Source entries
════════════════════
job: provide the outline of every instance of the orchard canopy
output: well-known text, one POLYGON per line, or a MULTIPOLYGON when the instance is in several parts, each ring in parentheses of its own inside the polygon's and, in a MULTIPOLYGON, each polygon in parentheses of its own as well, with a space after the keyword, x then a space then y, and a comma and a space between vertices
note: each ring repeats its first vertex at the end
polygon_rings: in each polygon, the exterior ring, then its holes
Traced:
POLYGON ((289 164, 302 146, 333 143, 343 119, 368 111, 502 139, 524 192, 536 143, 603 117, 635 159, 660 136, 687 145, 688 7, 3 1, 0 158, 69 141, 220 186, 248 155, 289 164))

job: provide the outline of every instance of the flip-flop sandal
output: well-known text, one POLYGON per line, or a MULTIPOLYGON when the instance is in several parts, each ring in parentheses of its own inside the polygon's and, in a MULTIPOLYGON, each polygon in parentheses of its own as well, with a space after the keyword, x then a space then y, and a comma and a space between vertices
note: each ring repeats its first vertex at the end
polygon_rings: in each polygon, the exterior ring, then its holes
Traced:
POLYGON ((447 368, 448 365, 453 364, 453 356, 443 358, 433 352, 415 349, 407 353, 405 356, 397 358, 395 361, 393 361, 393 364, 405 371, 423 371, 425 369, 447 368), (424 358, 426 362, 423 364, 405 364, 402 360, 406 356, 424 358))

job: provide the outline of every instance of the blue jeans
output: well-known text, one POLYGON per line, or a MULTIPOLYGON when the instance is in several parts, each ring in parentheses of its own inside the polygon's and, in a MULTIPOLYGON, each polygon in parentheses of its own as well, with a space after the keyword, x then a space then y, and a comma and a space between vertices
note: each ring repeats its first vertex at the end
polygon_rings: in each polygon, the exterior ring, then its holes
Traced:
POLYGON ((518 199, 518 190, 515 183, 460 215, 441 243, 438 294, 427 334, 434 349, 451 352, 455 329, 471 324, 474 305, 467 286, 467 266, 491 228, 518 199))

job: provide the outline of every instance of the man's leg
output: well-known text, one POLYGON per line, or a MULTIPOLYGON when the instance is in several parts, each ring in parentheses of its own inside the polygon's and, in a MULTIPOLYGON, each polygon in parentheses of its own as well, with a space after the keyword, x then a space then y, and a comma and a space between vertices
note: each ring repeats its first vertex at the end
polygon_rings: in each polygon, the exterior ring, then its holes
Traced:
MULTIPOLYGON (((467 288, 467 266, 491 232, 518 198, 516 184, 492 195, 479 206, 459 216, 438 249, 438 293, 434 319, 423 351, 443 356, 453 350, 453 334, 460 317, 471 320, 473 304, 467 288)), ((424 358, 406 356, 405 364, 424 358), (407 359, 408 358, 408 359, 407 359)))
════════════════════
What you are asked to do: Convert the entries above into a two-column CSV with the headers "instruction" and "outline", with one row per entry for all four entries. Put each entry's full request text and its answer in one double-quoted field apiece, with line breaks replaced by spaces.

Output for this task:
instruction,outline
"job: provide the outline of every instance of the orchard canopy output: well-known text, one POLYGON per line, or a MULTIPOLYGON when the instance is in several parts, each ring in parentheses of its own inside the polygon's and, in a MULTIPOLYGON, each polygon in parentheses of its own as well, with a space after the keyword, x then a space then y, and a comma and a space between vertices note: each ring repeats its first vertex at the end polygon_rings: in each polygon, the exterior ring, then its holes Traced:","POLYGON ((289 164, 302 146, 333 143, 343 119, 368 111, 502 139, 524 192, 536 143, 603 117, 635 159, 660 136, 687 145, 688 7, 3 1, 0 158, 69 141, 220 186, 248 155, 289 164))"
"job: provide the outline of every instance of the flip-flop sandal output: well-known text, one POLYGON per line, or a MULTIPOLYGON when the instance is in several parts, each ring in parentheses of its own inside the polygon's and, in a MULTIPOLYGON, each polygon in parentheses of its own as well, with a space after the keyword, x then a space then y, and a comma and a space between vertices note: each ring repeats its first vertex at the end polygon_rings: in each polygon, the exterior ring, then its holes Traced:","POLYGON ((447 368, 448 365, 453 364, 453 356, 443 358, 433 352, 415 349, 407 353, 405 356, 397 358, 395 361, 393 361, 393 364, 405 371, 423 371, 425 369, 447 368), (424 358, 426 362, 423 364, 405 364, 402 360, 406 356, 424 358))"
"job: provide the outline of every instance of the blue jeans output: well-known text, one POLYGON per line, or a MULTIPOLYGON when the instance is in several parts, each ring in parentheses of its own inside the polygon's and, in a MULTIPOLYGON, each polygon in parentheses of its own as well, with a space after the keyword, x then a space then y, and a comma and a space between vertices note: each ring repeats its first vertex at the end polygon_rings: in each polygon, the exterior ring, then its holes Traced:","POLYGON ((518 199, 518 190, 515 183, 460 215, 441 243, 438 294, 427 334, 434 349, 451 352, 455 329, 471 324, 474 305, 467 286, 467 266, 491 228, 518 199))"
"job: provide the outline of every instance of the man's leg output: well-known text, one POLYGON per line, or a MULTIPOLYGON when the instance is in several parts, each ring in parentheses of its own inside the polygon's and, in a MULTIPOLYGON, each polygon in parentheses of its own as well, with a space after the keyword, x then a space then y, and a comma and a space between vertices note: each ring repeats its first vertex at the end polygon_rings: in each polygon, the exterior ring, then its holes Traced:","MULTIPOLYGON (((467 288, 467 266, 491 232, 518 198, 516 184, 492 195, 479 206, 459 216, 438 249, 438 293, 434 319, 423 351, 443 356, 453 350, 453 334, 460 317, 471 320, 473 304, 467 288)), ((424 358, 406 356, 405 364, 424 358), (407 359, 408 358, 408 359, 407 359)))"